*PROMPT*:
Make a verbatim copy of the entries below; pictures stay out.

*DATA SUPPLIED*:
──────────
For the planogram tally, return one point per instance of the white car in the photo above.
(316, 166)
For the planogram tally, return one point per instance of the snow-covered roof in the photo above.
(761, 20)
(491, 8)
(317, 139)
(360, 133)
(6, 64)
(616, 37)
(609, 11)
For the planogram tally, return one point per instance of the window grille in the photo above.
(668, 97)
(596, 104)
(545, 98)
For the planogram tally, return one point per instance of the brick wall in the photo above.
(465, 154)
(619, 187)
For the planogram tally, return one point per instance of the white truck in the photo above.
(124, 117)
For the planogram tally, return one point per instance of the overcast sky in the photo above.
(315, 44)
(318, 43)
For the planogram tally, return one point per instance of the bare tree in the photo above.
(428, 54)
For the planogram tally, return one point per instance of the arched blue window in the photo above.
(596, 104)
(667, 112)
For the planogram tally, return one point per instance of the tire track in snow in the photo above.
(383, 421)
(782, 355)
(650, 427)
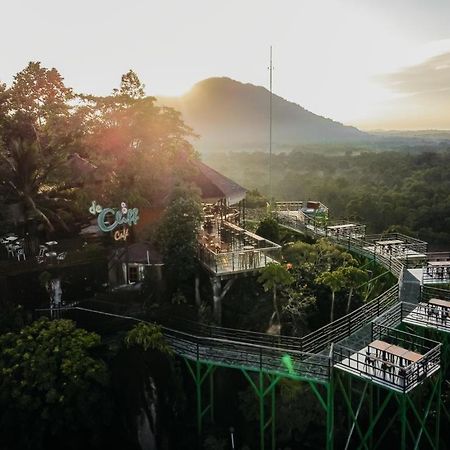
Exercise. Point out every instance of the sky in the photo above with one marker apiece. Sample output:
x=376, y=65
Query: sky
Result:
x=374, y=64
──────────
*THE RESULT*:
For the planogram tally, return one point per instance of the white car in the photo above.
(316, 166)
For the planogram tally, return one point per instance of the snow-covered roof in the photo above.
(761, 20)
(491, 8)
(317, 139)
(360, 133)
(6, 64)
(616, 37)
(609, 11)
For the planogram tally, return one point per instance of the window grille in the photo above.
(668, 97)
(596, 104)
(545, 98)
For the planogram tally, return one point per instance of the brick wall in the photo above.
(465, 154)
(619, 187)
For the planogram tally, return one point per instance of the white truck in the photo above.
(124, 117)
For the planogram tally, return one point per instance of the overcast sky in the photo above.
(315, 44)
(318, 43)
For the planogram tally, return one point per instance of the bare tree in the photo above.
(428, 54)
For the planogram tally, return one point per instance of the arched blue window in the photo above.
(596, 104)
(667, 112)
For the planogram tally, return one point per instance of the tire track in snow in the photo above.
(383, 421)
(782, 355)
(650, 427)
Exercise. Point out every instance of the sky in the photo above with one marker apiece. Sample output:
x=376, y=65
Query: sky
Result:
x=374, y=64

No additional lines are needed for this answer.